• _Given request 1_
In the discussion below about treating std::string as UTF-8, reproduce word for word the passage starting with "I never precluded" and going on through "on the fly.".
• _Given request 2_
Name every person who appears by name in the discussion below about treating std::string as UTF-8.

• _Source_
On Fri, Jan 28, 2011 at 10:31 PM, Dean Michael Berris <mikhailberis@gmail.com> wrote:
On Sat, Jan 29, 2011 at 5:13 AM, Matus Chochlik <chochlik@gmail.com> wrote:
On Fri, Jan 28, 2011 at 9:46 PM, Dean Michael Berris
All the discussion in started because we need UTF-8 in strings now we are back to the beginning?
No, the discussion started because we need a UTF-8 view of data. You missed the point I was making. And you didn't understand the document I wrote.
Sorry, but no. The discussion started by the proposal that we should by default treat std::strings as if they were UTF-8 encoded. Artyom should know because he was the one who did the original proposal. The whole 'view' idea was brought up only much later.
And the point I was making was that, doing precisely this was the "wrong" way of doing it. Assuming a default encoding is "unnecessary" as an encoding is largely a matter of interpretation of data ultimately.
I was attempting to solve the problem that is std::string. In the process I'm moving the issue away from the underlying data and moving it to a matter of interpretation. To do that in a manner that would make sense as how I see it, that means moving it into a view of the data that is held in a string. The string would be the data structure, the view an interpretation of it.
I never precluded that the string can hold UTF-8 encoded data, but saying that is the default achieves nothing and is ultimately unnecessary. In the design I've been proposing the point of the matter is, interpreting data in a given encoding is separate from how the data is actually stored. Now let's say you have a UTF-8 string builder, what else would that write in memory aside from UTF-8 encoded data? It will though still yield a string, which could be interpreted many different ways -- I just don't see the encoding as something intrinsic to the string. That means a string can hold UTF-8 encoded data and I can wrap that in a view for UTF-16 and see that it will not validate correctly -- unless I wrap the string with a view for UTF-8 first then pass that into a view for UTF-16 and transcoding can happen on the fly.

Bounding-box records:
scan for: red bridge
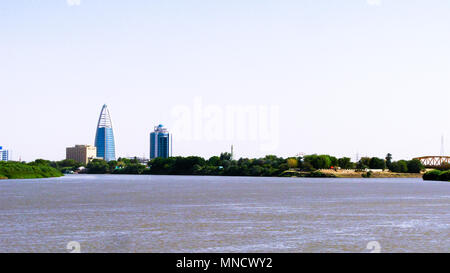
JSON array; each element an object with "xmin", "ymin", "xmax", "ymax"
[{"xmin": 415, "ymin": 156, "xmax": 450, "ymax": 168}]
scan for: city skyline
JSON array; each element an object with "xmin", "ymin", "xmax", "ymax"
[{"xmin": 0, "ymin": 0, "xmax": 450, "ymax": 161}]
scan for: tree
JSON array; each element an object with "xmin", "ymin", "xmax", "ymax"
[
  {"xmin": 338, "ymin": 157, "xmax": 354, "ymax": 169},
  {"xmin": 389, "ymin": 160, "xmax": 408, "ymax": 173},
  {"xmin": 407, "ymin": 159, "xmax": 425, "ymax": 173},
  {"xmin": 386, "ymin": 153, "xmax": 392, "ymax": 169},
  {"xmin": 369, "ymin": 157, "xmax": 386, "ymax": 170},
  {"xmin": 287, "ymin": 158, "xmax": 298, "ymax": 169},
  {"xmin": 87, "ymin": 159, "xmax": 109, "ymax": 174}
]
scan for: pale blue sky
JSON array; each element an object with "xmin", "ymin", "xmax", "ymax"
[{"xmin": 0, "ymin": 0, "xmax": 450, "ymax": 160}]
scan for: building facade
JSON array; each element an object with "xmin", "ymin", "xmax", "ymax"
[
  {"xmin": 95, "ymin": 104, "xmax": 116, "ymax": 161},
  {"xmin": 150, "ymin": 124, "xmax": 172, "ymax": 159},
  {"xmin": 0, "ymin": 146, "xmax": 9, "ymax": 161},
  {"xmin": 66, "ymin": 145, "xmax": 97, "ymax": 165}
]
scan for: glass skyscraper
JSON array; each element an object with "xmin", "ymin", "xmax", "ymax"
[
  {"xmin": 0, "ymin": 146, "xmax": 9, "ymax": 161},
  {"xmin": 95, "ymin": 104, "xmax": 116, "ymax": 161},
  {"xmin": 150, "ymin": 124, "xmax": 172, "ymax": 159}
]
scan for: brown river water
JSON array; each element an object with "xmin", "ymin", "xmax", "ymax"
[{"xmin": 0, "ymin": 175, "xmax": 450, "ymax": 253}]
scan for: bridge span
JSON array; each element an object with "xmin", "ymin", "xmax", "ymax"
[{"xmin": 415, "ymin": 156, "xmax": 450, "ymax": 168}]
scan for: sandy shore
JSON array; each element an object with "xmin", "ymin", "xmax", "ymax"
[{"xmin": 320, "ymin": 170, "xmax": 423, "ymax": 178}]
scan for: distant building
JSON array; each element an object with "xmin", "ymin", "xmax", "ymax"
[
  {"xmin": 150, "ymin": 124, "xmax": 172, "ymax": 159},
  {"xmin": 66, "ymin": 145, "xmax": 97, "ymax": 165},
  {"xmin": 0, "ymin": 146, "xmax": 9, "ymax": 161},
  {"xmin": 95, "ymin": 104, "xmax": 116, "ymax": 161}
]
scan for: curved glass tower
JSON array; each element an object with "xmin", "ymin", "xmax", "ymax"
[{"xmin": 95, "ymin": 104, "xmax": 116, "ymax": 161}]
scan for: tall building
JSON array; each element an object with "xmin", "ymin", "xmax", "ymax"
[
  {"xmin": 150, "ymin": 124, "xmax": 172, "ymax": 159},
  {"xmin": 66, "ymin": 145, "xmax": 97, "ymax": 165},
  {"xmin": 0, "ymin": 146, "xmax": 9, "ymax": 161},
  {"xmin": 95, "ymin": 104, "xmax": 116, "ymax": 161}
]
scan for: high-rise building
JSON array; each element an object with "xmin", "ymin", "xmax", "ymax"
[
  {"xmin": 66, "ymin": 145, "xmax": 97, "ymax": 164},
  {"xmin": 150, "ymin": 124, "xmax": 172, "ymax": 159},
  {"xmin": 95, "ymin": 104, "xmax": 116, "ymax": 161},
  {"xmin": 0, "ymin": 146, "xmax": 9, "ymax": 161}
]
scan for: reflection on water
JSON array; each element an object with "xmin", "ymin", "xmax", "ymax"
[{"xmin": 0, "ymin": 175, "xmax": 450, "ymax": 252}]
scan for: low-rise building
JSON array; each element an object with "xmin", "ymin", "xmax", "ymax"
[{"xmin": 66, "ymin": 145, "xmax": 97, "ymax": 164}]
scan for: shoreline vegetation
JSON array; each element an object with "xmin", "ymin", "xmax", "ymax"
[
  {"xmin": 11, "ymin": 153, "xmax": 425, "ymax": 178},
  {"xmin": 0, "ymin": 153, "xmax": 444, "ymax": 181},
  {"xmin": 0, "ymin": 161, "xmax": 63, "ymax": 179}
]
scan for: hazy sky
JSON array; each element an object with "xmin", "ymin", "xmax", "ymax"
[{"xmin": 0, "ymin": 0, "xmax": 450, "ymax": 161}]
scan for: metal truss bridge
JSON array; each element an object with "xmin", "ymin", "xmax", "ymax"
[{"xmin": 415, "ymin": 156, "xmax": 450, "ymax": 168}]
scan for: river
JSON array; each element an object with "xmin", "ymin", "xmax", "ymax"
[{"xmin": 0, "ymin": 175, "xmax": 450, "ymax": 253}]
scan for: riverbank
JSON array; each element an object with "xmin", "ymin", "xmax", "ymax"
[
  {"xmin": 0, "ymin": 162, "xmax": 63, "ymax": 179},
  {"xmin": 320, "ymin": 170, "xmax": 422, "ymax": 178}
]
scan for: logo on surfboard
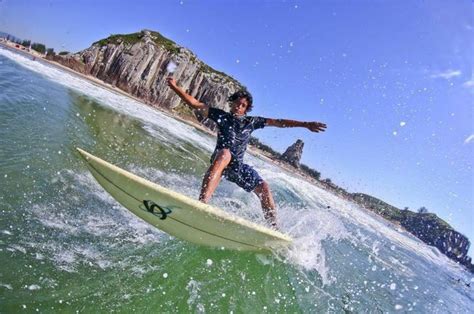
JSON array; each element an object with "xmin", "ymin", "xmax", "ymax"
[{"xmin": 140, "ymin": 200, "xmax": 171, "ymax": 220}]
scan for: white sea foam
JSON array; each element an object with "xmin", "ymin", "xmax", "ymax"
[
  {"xmin": 0, "ymin": 48, "xmax": 468, "ymax": 282},
  {"xmin": 0, "ymin": 48, "xmax": 213, "ymax": 150}
]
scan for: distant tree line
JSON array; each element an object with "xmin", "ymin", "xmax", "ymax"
[{"xmin": 6, "ymin": 35, "xmax": 58, "ymax": 56}]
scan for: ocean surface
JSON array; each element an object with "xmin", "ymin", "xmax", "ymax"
[{"xmin": 0, "ymin": 48, "xmax": 474, "ymax": 313}]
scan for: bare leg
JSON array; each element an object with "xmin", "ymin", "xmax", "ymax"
[
  {"xmin": 199, "ymin": 148, "xmax": 232, "ymax": 204},
  {"xmin": 253, "ymin": 181, "xmax": 277, "ymax": 228}
]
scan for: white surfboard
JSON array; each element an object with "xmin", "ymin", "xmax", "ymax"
[{"xmin": 77, "ymin": 148, "xmax": 292, "ymax": 251}]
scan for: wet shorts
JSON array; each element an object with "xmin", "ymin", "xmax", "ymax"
[{"xmin": 223, "ymin": 163, "xmax": 263, "ymax": 192}]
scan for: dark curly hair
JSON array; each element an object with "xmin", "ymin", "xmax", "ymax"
[{"xmin": 227, "ymin": 89, "xmax": 253, "ymax": 113}]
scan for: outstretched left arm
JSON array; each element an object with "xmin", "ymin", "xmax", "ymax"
[{"xmin": 266, "ymin": 118, "xmax": 327, "ymax": 132}]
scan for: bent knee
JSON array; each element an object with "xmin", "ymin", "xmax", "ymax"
[
  {"xmin": 215, "ymin": 148, "xmax": 232, "ymax": 163},
  {"xmin": 254, "ymin": 181, "xmax": 270, "ymax": 194},
  {"xmin": 212, "ymin": 148, "xmax": 232, "ymax": 168}
]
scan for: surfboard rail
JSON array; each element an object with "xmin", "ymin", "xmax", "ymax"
[{"xmin": 77, "ymin": 148, "xmax": 292, "ymax": 251}]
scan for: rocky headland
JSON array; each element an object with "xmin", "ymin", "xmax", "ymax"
[{"xmin": 4, "ymin": 30, "xmax": 474, "ymax": 273}]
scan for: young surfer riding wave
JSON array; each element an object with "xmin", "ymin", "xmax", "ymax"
[{"xmin": 167, "ymin": 77, "xmax": 326, "ymax": 228}]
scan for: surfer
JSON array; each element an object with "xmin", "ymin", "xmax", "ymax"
[{"xmin": 166, "ymin": 77, "xmax": 326, "ymax": 228}]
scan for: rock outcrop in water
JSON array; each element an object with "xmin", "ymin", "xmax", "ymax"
[
  {"xmin": 280, "ymin": 139, "xmax": 304, "ymax": 169},
  {"xmin": 46, "ymin": 30, "xmax": 244, "ymax": 114},
  {"xmin": 352, "ymin": 193, "xmax": 474, "ymax": 273},
  {"xmin": 47, "ymin": 30, "xmax": 474, "ymax": 273}
]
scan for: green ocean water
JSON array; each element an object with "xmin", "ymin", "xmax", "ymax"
[{"xmin": 0, "ymin": 48, "xmax": 474, "ymax": 313}]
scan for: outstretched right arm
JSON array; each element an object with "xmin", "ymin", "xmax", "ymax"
[{"xmin": 166, "ymin": 77, "xmax": 209, "ymax": 117}]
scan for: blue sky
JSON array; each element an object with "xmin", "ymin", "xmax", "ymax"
[{"xmin": 0, "ymin": 0, "xmax": 474, "ymax": 255}]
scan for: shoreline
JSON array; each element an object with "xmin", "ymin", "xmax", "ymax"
[
  {"xmin": 0, "ymin": 40, "xmax": 470, "ymax": 270},
  {"xmin": 0, "ymin": 41, "xmax": 334, "ymax": 191}
]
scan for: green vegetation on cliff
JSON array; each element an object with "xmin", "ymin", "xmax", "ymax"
[{"xmin": 93, "ymin": 31, "xmax": 180, "ymax": 54}]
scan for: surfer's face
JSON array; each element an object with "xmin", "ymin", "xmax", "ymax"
[{"xmin": 230, "ymin": 97, "xmax": 249, "ymax": 116}]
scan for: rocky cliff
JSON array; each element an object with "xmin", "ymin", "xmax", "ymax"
[
  {"xmin": 47, "ymin": 30, "xmax": 474, "ymax": 272},
  {"xmin": 352, "ymin": 193, "xmax": 474, "ymax": 272},
  {"xmin": 50, "ymin": 30, "xmax": 244, "ymax": 114}
]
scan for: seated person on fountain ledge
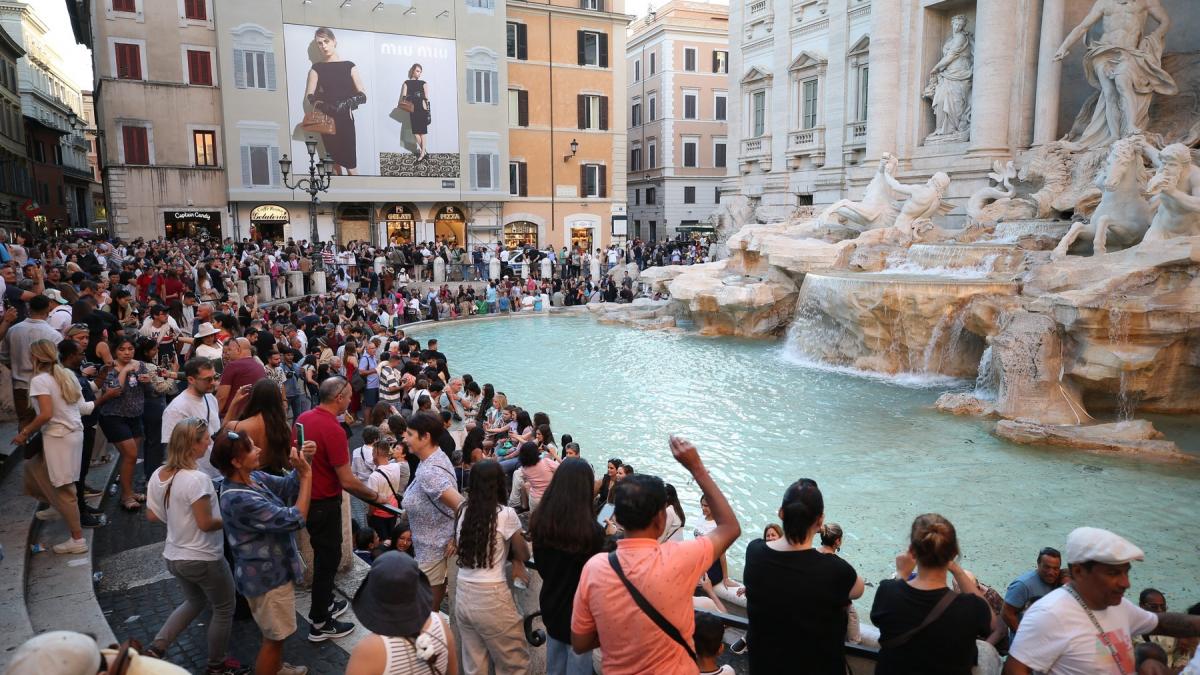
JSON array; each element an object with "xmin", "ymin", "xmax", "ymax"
[{"xmin": 1004, "ymin": 527, "xmax": 1200, "ymax": 675}]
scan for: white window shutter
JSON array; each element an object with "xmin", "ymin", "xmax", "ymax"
[
  {"xmin": 233, "ymin": 49, "xmax": 246, "ymax": 89},
  {"xmin": 241, "ymin": 145, "xmax": 254, "ymax": 187},
  {"xmin": 264, "ymin": 52, "xmax": 277, "ymax": 91}
]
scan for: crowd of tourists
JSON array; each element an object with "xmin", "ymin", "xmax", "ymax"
[{"xmin": 0, "ymin": 225, "xmax": 1200, "ymax": 675}]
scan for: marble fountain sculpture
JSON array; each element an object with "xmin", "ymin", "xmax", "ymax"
[{"xmin": 593, "ymin": 0, "xmax": 1200, "ymax": 458}]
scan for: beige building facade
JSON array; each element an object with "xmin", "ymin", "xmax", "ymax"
[
  {"xmin": 500, "ymin": 0, "xmax": 630, "ymax": 250},
  {"xmin": 625, "ymin": 0, "xmax": 730, "ymax": 240}
]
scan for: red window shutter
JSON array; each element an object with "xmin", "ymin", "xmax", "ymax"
[
  {"xmin": 121, "ymin": 126, "xmax": 150, "ymax": 165},
  {"xmin": 187, "ymin": 49, "xmax": 212, "ymax": 86},
  {"xmin": 184, "ymin": 0, "xmax": 209, "ymax": 22}
]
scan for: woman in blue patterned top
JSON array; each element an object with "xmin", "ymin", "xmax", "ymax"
[{"xmin": 211, "ymin": 431, "xmax": 317, "ymax": 674}]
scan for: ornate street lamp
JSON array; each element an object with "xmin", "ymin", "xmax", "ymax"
[{"xmin": 280, "ymin": 138, "xmax": 334, "ymax": 246}]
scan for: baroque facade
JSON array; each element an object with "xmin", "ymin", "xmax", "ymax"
[{"xmin": 722, "ymin": 0, "xmax": 1200, "ymax": 223}]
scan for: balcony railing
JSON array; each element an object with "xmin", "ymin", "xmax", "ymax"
[
  {"xmin": 846, "ymin": 121, "xmax": 866, "ymax": 148},
  {"xmin": 739, "ymin": 136, "xmax": 770, "ymax": 162}
]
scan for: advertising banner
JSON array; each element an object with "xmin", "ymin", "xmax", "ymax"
[{"xmin": 283, "ymin": 24, "xmax": 460, "ymax": 178}]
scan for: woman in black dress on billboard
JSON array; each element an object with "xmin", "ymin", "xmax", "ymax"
[
  {"xmin": 305, "ymin": 28, "xmax": 367, "ymax": 175},
  {"xmin": 400, "ymin": 64, "xmax": 431, "ymax": 161}
]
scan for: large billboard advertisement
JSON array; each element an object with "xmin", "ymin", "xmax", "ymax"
[{"xmin": 283, "ymin": 24, "xmax": 460, "ymax": 178}]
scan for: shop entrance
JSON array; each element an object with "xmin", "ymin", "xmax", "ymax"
[
  {"xmin": 433, "ymin": 204, "xmax": 467, "ymax": 246},
  {"xmin": 162, "ymin": 210, "xmax": 221, "ymax": 240},
  {"xmin": 250, "ymin": 204, "xmax": 290, "ymax": 241},
  {"xmin": 504, "ymin": 220, "xmax": 538, "ymax": 249}
]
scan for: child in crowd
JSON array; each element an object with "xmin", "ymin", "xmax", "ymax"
[{"xmin": 694, "ymin": 611, "xmax": 737, "ymax": 675}]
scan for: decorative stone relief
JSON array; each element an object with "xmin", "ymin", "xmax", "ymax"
[
  {"xmin": 1054, "ymin": 0, "xmax": 1178, "ymax": 148},
  {"xmin": 923, "ymin": 14, "xmax": 974, "ymax": 144}
]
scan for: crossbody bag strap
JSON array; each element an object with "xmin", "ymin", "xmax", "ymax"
[
  {"xmin": 880, "ymin": 589, "xmax": 959, "ymax": 650},
  {"xmin": 608, "ymin": 551, "xmax": 696, "ymax": 661}
]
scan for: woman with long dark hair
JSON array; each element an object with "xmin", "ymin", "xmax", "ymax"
[
  {"xmin": 745, "ymin": 478, "xmax": 864, "ymax": 675},
  {"xmin": 455, "ymin": 460, "xmax": 529, "ymax": 675},
  {"xmin": 529, "ymin": 458, "xmax": 604, "ymax": 675},
  {"xmin": 226, "ymin": 378, "xmax": 292, "ymax": 476}
]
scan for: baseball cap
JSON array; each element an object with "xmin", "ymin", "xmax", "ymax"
[{"xmin": 1067, "ymin": 527, "xmax": 1146, "ymax": 565}]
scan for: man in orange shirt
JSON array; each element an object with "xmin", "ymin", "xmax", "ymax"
[{"xmin": 571, "ymin": 436, "xmax": 742, "ymax": 675}]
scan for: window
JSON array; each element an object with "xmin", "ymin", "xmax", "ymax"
[
  {"xmin": 683, "ymin": 91, "xmax": 700, "ymax": 120},
  {"xmin": 509, "ymin": 162, "xmax": 529, "ymax": 197},
  {"xmin": 114, "ymin": 42, "xmax": 142, "ymax": 79},
  {"xmin": 683, "ymin": 138, "xmax": 700, "ymax": 168},
  {"xmin": 470, "ymin": 153, "xmax": 500, "ymax": 190},
  {"xmin": 750, "ymin": 91, "xmax": 767, "ymax": 137},
  {"xmin": 509, "ymin": 89, "xmax": 529, "ymax": 126},
  {"xmin": 576, "ymin": 30, "xmax": 608, "ymax": 68},
  {"xmin": 800, "ymin": 78, "xmax": 817, "ymax": 129},
  {"xmin": 508, "ymin": 22, "xmax": 529, "ymax": 61},
  {"xmin": 184, "ymin": 0, "xmax": 209, "ymax": 22},
  {"xmin": 192, "ymin": 130, "xmax": 217, "ymax": 167},
  {"xmin": 467, "ymin": 70, "xmax": 500, "ymax": 106},
  {"xmin": 713, "ymin": 49, "xmax": 730, "ymax": 73},
  {"xmin": 580, "ymin": 165, "xmax": 608, "ymax": 198},
  {"xmin": 121, "ymin": 126, "xmax": 150, "ymax": 165},
  {"xmin": 854, "ymin": 66, "xmax": 870, "ymax": 121},
  {"xmin": 187, "ymin": 48, "xmax": 212, "ymax": 86},
  {"xmin": 576, "ymin": 94, "xmax": 608, "ymax": 131}
]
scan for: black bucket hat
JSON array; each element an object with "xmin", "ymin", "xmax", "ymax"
[{"xmin": 352, "ymin": 551, "xmax": 433, "ymax": 638}]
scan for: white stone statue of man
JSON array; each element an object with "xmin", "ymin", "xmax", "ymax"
[
  {"xmin": 1054, "ymin": 0, "xmax": 1178, "ymax": 148},
  {"xmin": 925, "ymin": 14, "xmax": 974, "ymax": 143}
]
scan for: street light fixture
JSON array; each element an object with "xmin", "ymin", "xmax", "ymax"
[{"xmin": 280, "ymin": 138, "xmax": 334, "ymax": 245}]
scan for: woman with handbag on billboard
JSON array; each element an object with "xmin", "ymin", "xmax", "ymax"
[
  {"xmin": 396, "ymin": 64, "xmax": 433, "ymax": 161},
  {"xmin": 300, "ymin": 28, "xmax": 367, "ymax": 175}
]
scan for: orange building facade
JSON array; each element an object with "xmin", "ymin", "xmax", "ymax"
[{"xmin": 502, "ymin": 0, "xmax": 630, "ymax": 251}]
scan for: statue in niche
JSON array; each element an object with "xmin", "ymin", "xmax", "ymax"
[
  {"xmin": 923, "ymin": 14, "xmax": 974, "ymax": 143},
  {"xmin": 1141, "ymin": 142, "xmax": 1200, "ymax": 241},
  {"xmin": 1054, "ymin": 0, "xmax": 1178, "ymax": 148}
]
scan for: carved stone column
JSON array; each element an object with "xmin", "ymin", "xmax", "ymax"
[
  {"xmin": 864, "ymin": 0, "xmax": 904, "ymax": 163},
  {"xmin": 968, "ymin": 0, "xmax": 1020, "ymax": 154},
  {"xmin": 1033, "ymin": 0, "xmax": 1066, "ymax": 145}
]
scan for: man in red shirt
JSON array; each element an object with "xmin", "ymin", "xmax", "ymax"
[
  {"xmin": 571, "ymin": 436, "xmax": 742, "ymax": 675},
  {"xmin": 295, "ymin": 374, "xmax": 376, "ymax": 643},
  {"xmin": 217, "ymin": 338, "xmax": 266, "ymax": 419}
]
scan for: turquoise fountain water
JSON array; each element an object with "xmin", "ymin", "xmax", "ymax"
[{"xmin": 414, "ymin": 317, "xmax": 1200, "ymax": 610}]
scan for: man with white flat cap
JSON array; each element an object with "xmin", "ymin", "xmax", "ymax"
[{"xmin": 1004, "ymin": 527, "xmax": 1200, "ymax": 675}]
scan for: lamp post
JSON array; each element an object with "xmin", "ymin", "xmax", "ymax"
[{"xmin": 280, "ymin": 138, "xmax": 334, "ymax": 246}]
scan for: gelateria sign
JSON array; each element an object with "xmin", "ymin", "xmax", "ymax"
[{"xmin": 250, "ymin": 204, "xmax": 292, "ymax": 222}]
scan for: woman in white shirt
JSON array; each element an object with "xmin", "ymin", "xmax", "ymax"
[
  {"xmin": 455, "ymin": 460, "xmax": 529, "ymax": 675},
  {"xmin": 145, "ymin": 417, "xmax": 238, "ymax": 674},
  {"xmin": 12, "ymin": 340, "xmax": 96, "ymax": 554}
]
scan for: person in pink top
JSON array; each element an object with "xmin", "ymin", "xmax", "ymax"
[
  {"xmin": 571, "ymin": 436, "xmax": 742, "ymax": 675},
  {"xmin": 509, "ymin": 441, "xmax": 559, "ymax": 510}
]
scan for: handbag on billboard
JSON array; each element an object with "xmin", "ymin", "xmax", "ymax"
[{"xmin": 300, "ymin": 110, "xmax": 337, "ymax": 136}]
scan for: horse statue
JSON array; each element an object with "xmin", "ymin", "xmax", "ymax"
[
  {"xmin": 817, "ymin": 153, "xmax": 900, "ymax": 231},
  {"xmin": 1142, "ymin": 143, "xmax": 1200, "ymax": 241},
  {"xmin": 1050, "ymin": 136, "xmax": 1154, "ymax": 259}
]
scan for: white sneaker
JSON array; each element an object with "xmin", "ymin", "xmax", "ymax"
[{"xmin": 53, "ymin": 539, "xmax": 88, "ymax": 554}]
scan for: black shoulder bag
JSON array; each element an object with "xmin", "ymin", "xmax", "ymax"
[
  {"xmin": 880, "ymin": 589, "xmax": 959, "ymax": 650},
  {"xmin": 608, "ymin": 551, "xmax": 696, "ymax": 661}
]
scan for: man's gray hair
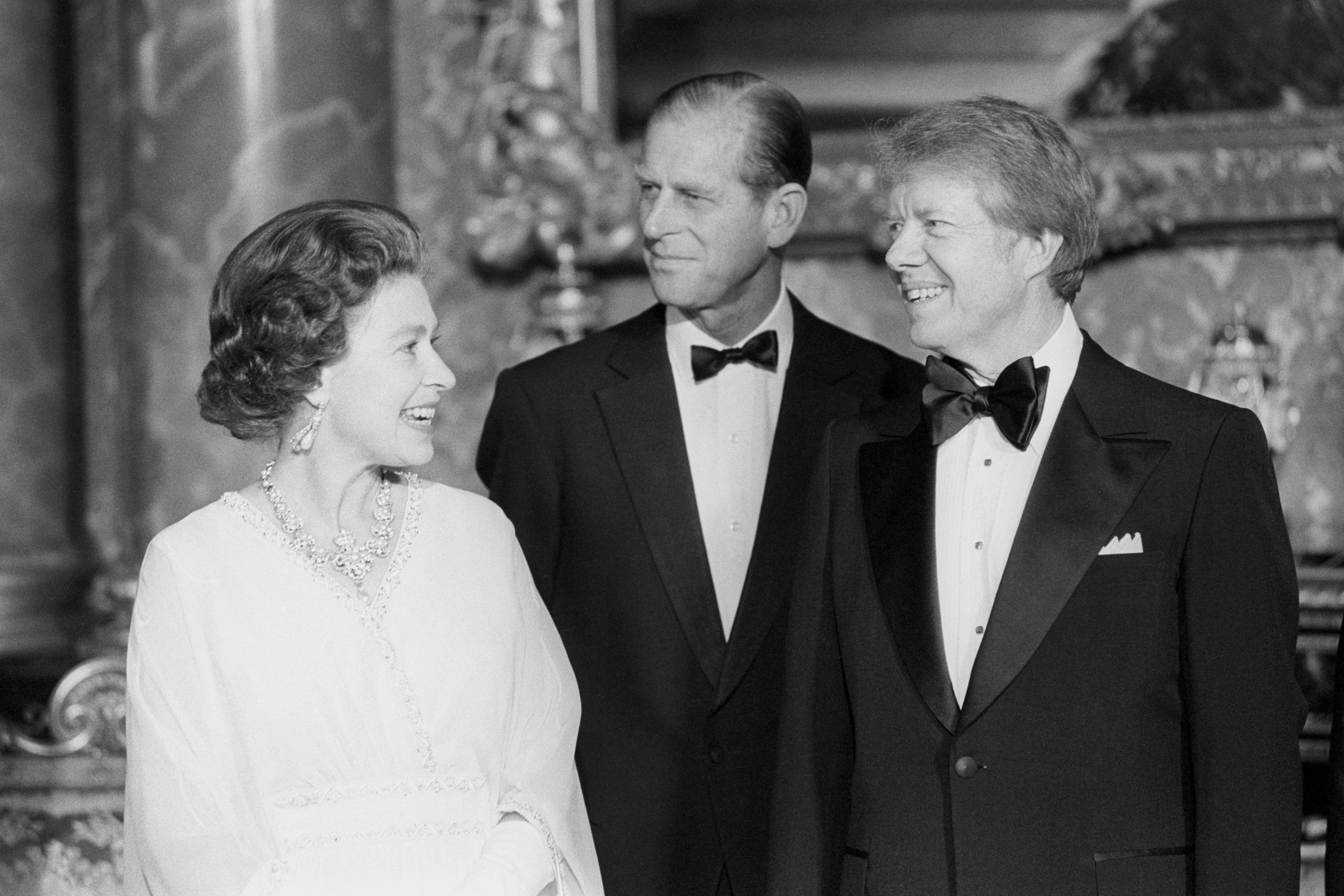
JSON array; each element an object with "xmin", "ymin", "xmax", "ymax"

• _Full solution 1_
I never precluded that the string can hold UTF-8 encoded data, but saying that is the default achieves nothing and is ultimately unnecessary. In the design I've been proposing the point of the matter is, interpreting data in a given encoding is separate from how the data is actually stored. Now let's say you have a UTF-8 string builder, what else would that write in memory aside from UTF-8 encoded data? It will though still yield a string, which could be interpreted many different ways -- I just don't see the encoding as something intrinsic to the string. That means a string can hold UTF-8 encoded data and I can wrap that in a view for UTF-16 and see that it will not validate correctly -- unless I wrap the string with a view for UTF-8 first then pass that into a view for UTF-16 and transcoding can happen on the fly.

• _Full solution 2_
Dean Michael Berris
Matus Chochlik
Artyom